_WHAT TO DO_.
Reproduce every row below verbatim, leaving out the pictures.

=======

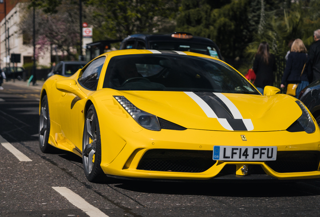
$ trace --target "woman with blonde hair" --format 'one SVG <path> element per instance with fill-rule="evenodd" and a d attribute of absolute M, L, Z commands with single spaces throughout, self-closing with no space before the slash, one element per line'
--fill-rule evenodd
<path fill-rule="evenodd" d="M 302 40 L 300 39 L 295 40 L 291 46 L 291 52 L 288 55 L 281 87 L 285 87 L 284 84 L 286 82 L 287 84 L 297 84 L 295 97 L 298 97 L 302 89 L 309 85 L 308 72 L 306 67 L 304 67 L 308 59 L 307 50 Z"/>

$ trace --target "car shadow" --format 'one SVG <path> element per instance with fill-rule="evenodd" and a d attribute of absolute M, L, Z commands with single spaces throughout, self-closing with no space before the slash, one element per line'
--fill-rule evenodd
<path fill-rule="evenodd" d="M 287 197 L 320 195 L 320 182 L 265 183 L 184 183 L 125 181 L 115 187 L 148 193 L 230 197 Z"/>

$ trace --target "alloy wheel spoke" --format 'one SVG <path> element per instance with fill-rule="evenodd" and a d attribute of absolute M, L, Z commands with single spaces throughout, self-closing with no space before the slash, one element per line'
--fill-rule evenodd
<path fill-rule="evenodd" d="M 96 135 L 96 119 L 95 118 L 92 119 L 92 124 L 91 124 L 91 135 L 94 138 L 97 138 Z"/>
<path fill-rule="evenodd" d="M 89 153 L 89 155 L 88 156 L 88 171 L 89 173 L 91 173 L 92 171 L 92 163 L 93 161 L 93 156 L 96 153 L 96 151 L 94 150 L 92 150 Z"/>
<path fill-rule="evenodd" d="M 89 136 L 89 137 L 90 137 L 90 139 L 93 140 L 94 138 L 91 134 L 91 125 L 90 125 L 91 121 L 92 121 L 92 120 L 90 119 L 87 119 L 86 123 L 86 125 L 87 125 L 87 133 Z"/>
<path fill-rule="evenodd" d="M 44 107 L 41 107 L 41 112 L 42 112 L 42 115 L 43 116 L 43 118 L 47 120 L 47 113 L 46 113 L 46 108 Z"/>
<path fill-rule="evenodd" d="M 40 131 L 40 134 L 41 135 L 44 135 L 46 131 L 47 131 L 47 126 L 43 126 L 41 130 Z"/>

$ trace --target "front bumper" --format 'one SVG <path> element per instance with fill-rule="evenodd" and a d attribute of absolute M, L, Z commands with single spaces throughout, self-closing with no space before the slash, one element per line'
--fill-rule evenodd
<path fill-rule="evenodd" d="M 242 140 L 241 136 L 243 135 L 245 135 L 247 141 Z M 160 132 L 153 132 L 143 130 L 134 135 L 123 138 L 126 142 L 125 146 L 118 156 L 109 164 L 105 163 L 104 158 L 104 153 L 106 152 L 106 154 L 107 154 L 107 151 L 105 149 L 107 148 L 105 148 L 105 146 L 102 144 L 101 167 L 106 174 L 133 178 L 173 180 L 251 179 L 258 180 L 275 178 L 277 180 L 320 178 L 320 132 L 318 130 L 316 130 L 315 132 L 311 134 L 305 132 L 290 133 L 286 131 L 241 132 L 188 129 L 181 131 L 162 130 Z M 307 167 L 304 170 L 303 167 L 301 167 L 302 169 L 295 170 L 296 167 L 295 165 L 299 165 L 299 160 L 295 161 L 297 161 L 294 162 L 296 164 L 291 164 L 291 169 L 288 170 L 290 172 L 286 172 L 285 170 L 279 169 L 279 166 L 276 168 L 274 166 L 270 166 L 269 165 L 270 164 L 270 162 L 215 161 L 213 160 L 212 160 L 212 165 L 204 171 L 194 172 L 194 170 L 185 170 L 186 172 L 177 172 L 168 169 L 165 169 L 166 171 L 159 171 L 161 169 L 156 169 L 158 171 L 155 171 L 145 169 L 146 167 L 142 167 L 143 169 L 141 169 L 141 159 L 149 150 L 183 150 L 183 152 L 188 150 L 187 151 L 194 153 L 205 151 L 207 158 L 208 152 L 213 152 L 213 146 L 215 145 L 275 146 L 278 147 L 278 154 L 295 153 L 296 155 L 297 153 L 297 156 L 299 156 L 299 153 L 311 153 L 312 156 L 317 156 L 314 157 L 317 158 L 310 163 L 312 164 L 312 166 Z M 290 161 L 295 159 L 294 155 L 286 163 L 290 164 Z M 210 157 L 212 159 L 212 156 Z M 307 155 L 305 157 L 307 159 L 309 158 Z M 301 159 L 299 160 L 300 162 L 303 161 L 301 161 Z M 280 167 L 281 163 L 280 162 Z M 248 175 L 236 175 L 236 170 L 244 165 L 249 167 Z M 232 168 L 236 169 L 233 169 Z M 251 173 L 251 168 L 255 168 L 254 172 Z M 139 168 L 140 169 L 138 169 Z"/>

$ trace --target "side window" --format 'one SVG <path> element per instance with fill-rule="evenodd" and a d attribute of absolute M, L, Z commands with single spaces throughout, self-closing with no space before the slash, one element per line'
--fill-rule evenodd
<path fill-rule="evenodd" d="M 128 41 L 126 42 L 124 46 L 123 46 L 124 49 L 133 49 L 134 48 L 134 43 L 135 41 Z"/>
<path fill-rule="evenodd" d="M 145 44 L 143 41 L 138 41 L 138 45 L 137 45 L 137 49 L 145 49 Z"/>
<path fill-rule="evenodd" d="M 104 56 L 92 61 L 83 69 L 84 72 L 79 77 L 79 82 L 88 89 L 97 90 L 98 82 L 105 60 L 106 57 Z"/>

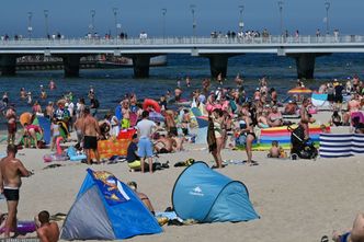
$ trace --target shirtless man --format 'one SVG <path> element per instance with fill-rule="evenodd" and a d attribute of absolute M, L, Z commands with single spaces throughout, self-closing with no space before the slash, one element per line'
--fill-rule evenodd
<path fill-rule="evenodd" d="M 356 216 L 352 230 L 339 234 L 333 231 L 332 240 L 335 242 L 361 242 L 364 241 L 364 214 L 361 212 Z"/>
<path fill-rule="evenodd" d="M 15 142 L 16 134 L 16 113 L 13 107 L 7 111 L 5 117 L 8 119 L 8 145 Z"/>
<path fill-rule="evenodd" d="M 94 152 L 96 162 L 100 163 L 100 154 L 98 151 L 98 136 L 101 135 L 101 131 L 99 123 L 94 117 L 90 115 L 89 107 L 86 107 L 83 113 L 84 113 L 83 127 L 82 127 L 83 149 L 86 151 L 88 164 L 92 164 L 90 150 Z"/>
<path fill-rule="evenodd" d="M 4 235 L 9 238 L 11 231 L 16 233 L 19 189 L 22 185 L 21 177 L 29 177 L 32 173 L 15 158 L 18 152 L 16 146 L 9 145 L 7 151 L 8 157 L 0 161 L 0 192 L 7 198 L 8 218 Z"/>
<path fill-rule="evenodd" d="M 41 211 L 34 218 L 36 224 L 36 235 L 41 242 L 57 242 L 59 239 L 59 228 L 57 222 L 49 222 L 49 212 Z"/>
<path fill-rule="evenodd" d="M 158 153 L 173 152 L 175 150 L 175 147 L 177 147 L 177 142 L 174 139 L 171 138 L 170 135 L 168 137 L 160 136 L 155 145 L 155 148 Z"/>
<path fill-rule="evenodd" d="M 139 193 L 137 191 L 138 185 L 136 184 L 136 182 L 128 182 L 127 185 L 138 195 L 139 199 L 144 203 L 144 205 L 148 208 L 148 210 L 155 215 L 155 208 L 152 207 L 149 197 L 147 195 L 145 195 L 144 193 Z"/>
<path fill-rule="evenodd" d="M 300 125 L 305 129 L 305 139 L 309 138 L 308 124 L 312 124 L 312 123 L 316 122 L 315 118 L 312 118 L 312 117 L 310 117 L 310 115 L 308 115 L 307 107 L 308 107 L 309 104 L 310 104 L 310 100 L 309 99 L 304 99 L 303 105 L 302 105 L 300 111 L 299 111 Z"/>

=======

_WORKED ANSWER_.
$ trace --target "woman with blonde hair" --format 'one SVG <path> element per instance with fill-rule="evenodd" and a d attribute of absolute M, L, Z commands with single spaces throughout, self-closing with no space before the slash, one element per line'
--fill-rule evenodd
<path fill-rule="evenodd" d="M 302 40 L 300 39 L 295 40 L 291 46 L 291 52 L 288 55 L 281 87 L 285 87 L 284 84 L 286 82 L 287 84 L 297 84 L 295 97 L 298 97 L 302 89 L 309 85 L 308 72 L 306 67 L 304 67 L 308 59 L 307 50 Z"/>

$ trace --target "car shadow" --format 'one SVG <path> element per instance with fill-rule="evenodd" and a d attribute of absolute M, L, Z commands with single spaces throughout, self-closing with no space before the slash, one element per line'
--fill-rule evenodd
<path fill-rule="evenodd" d="M 287 197 L 320 195 L 320 182 L 265 183 L 184 183 L 125 181 L 115 187 L 148 193 L 230 197 Z"/>

$ trace --target "alloy wheel spoke" --format 'one SVG <path> element per instance with fill-rule="evenodd" and a d attribute of absolute M, L, Z commands with single spaces throughout, self-closing with no space before the slash, one element per line'
--fill-rule evenodd
<path fill-rule="evenodd" d="M 96 135 L 96 119 L 95 118 L 92 119 L 92 124 L 91 124 L 91 135 L 94 138 L 97 138 Z"/>
<path fill-rule="evenodd" d="M 89 153 L 89 155 L 88 156 L 88 171 L 89 173 L 91 173 L 92 171 L 92 163 L 93 161 L 93 156 L 96 153 L 96 151 L 94 150 L 92 150 Z"/>
<path fill-rule="evenodd" d="M 89 136 L 89 137 L 90 137 L 90 139 L 93 140 L 94 138 L 91 134 L 91 125 L 90 125 L 91 121 L 92 121 L 92 120 L 90 119 L 87 119 L 86 123 L 86 125 L 87 125 L 87 133 Z"/>
<path fill-rule="evenodd" d="M 44 107 L 41 107 L 41 112 L 42 112 L 42 115 L 43 116 L 43 118 L 47 120 L 47 113 L 46 113 L 46 108 Z"/>
<path fill-rule="evenodd" d="M 40 131 L 40 134 L 41 135 L 44 135 L 46 131 L 47 131 L 47 126 L 43 126 L 41 130 Z"/>

$ trace --target "front bumper" --format 'one SVG <path> element per instance with fill-rule="evenodd" and a d attribute of absolute M, L, Z commands with single spaces throughout, self-closing with no space before the slash, one element per line'
--fill-rule evenodd
<path fill-rule="evenodd" d="M 242 140 L 241 136 L 243 135 L 245 135 L 247 141 Z M 160 132 L 153 132 L 143 130 L 134 135 L 123 138 L 126 142 L 125 146 L 118 156 L 109 164 L 105 163 L 104 158 L 104 153 L 106 152 L 106 154 L 107 154 L 107 151 L 105 149 L 107 148 L 105 148 L 105 146 L 102 144 L 101 167 L 106 174 L 133 178 L 173 180 L 251 179 L 258 180 L 275 178 L 277 180 L 320 178 L 320 132 L 318 130 L 316 130 L 315 132 L 311 134 L 305 132 L 290 133 L 286 131 L 241 132 L 188 129 L 181 131 L 162 130 Z M 307 167 L 304 170 L 303 167 L 301 167 L 302 169 L 295 170 L 296 167 L 295 165 L 299 165 L 299 160 L 295 161 L 297 161 L 294 162 L 296 164 L 291 164 L 291 169 L 288 170 L 290 172 L 286 172 L 285 170 L 279 169 L 279 166 L 276 168 L 274 166 L 270 166 L 269 165 L 270 164 L 270 162 L 215 161 L 213 160 L 212 160 L 212 165 L 204 171 L 194 172 L 194 170 L 185 170 L 186 172 L 177 172 L 168 169 L 165 169 L 166 171 L 159 171 L 161 169 L 156 169 L 158 171 L 155 171 L 145 169 L 146 167 L 142 167 L 143 169 L 141 169 L 141 159 L 149 150 L 183 150 L 183 152 L 188 150 L 187 151 L 194 153 L 205 151 L 207 158 L 208 152 L 213 152 L 213 146 L 215 145 L 275 146 L 278 147 L 278 154 L 295 153 L 296 155 L 297 153 L 297 156 L 299 156 L 299 153 L 311 153 L 312 156 L 317 156 L 314 157 L 317 158 L 310 163 L 312 164 L 312 166 Z M 290 161 L 295 159 L 294 155 L 286 163 L 290 164 Z M 210 157 L 212 159 L 212 156 Z M 307 155 L 305 157 L 307 159 L 309 158 Z M 301 159 L 299 160 L 300 162 L 303 161 L 301 161 Z M 280 167 L 281 163 L 280 162 Z M 248 175 L 236 175 L 236 170 L 244 165 L 249 167 Z M 232 168 L 236 169 L 233 169 Z M 251 173 L 251 168 L 255 168 L 254 172 Z M 139 168 L 140 169 L 138 169 Z"/>

$ trace --target "side window" --format 'one SVG <path> element per instance with fill-rule="evenodd" and a d attribute of absolute M, L, Z commands with single spaces throughout, self-closing with no space before the slash, one element per line'
--fill-rule evenodd
<path fill-rule="evenodd" d="M 128 41 L 126 42 L 124 46 L 123 46 L 124 49 L 133 49 L 134 48 L 134 43 L 135 41 Z"/>
<path fill-rule="evenodd" d="M 145 44 L 143 41 L 138 41 L 138 45 L 137 45 L 137 49 L 145 49 Z"/>
<path fill-rule="evenodd" d="M 104 56 L 92 61 L 83 69 L 84 72 L 79 77 L 79 82 L 88 89 L 97 90 L 98 82 L 105 60 L 106 57 Z"/>

$ trace --target shirtless man --format 'one SVG <path> element per instance with fill-rule="evenodd" and a d attribute of absolute M, L, Z commands with single spaces throughout, self-closing with no space before the slash, one element per line'
--fill-rule evenodd
<path fill-rule="evenodd" d="M 356 216 L 352 230 L 339 234 L 333 231 L 332 240 L 335 242 L 361 242 L 364 241 L 364 214 L 361 212 Z"/>
<path fill-rule="evenodd" d="M 15 142 L 16 134 L 16 113 L 13 107 L 7 111 L 5 117 L 8 119 L 8 145 Z"/>
<path fill-rule="evenodd" d="M 94 152 L 96 162 L 100 163 L 100 154 L 98 151 L 98 136 L 101 135 L 101 131 L 99 123 L 94 117 L 90 115 L 89 107 L 86 107 L 83 113 L 84 113 L 83 127 L 82 127 L 83 149 L 86 151 L 88 164 L 92 164 L 90 150 Z"/>
<path fill-rule="evenodd" d="M 4 235 L 9 238 L 11 231 L 16 233 L 19 189 L 22 185 L 21 177 L 29 177 L 32 173 L 15 158 L 18 152 L 16 146 L 9 145 L 7 151 L 8 157 L 0 161 L 0 192 L 7 198 L 8 218 Z"/>
<path fill-rule="evenodd" d="M 41 211 L 34 218 L 36 224 L 36 235 L 41 242 L 57 242 L 59 239 L 59 228 L 57 222 L 49 222 L 49 212 Z"/>
<path fill-rule="evenodd" d="M 158 153 L 173 152 L 175 150 L 175 147 L 177 147 L 177 142 L 174 139 L 171 138 L 170 135 L 168 137 L 160 136 L 155 145 L 155 148 Z"/>
<path fill-rule="evenodd" d="M 139 193 L 137 191 L 138 185 L 136 184 L 136 182 L 128 182 L 127 185 L 138 195 L 139 199 L 144 203 L 144 205 L 148 208 L 148 210 L 155 215 L 155 208 L 152 207 L 149 197 L 147 195 L 145 195 L 144 193 Z"/>
<path fill-rule="evenodd" d="M 300 125 L 305 129 L 305 139 L 309 138 L 308 124 L 312 124 L 312 123 L 316 122 L 315 118 L 312 118 L 312 117 L 310 117 L 310 115 L 308 115 L 307 107 L 308 107 L 309 104 L 310 104 L 310 100 L 309 99 L 304 99 L 303 105 L 302 105 L 300 111 L 299 111 Z"/>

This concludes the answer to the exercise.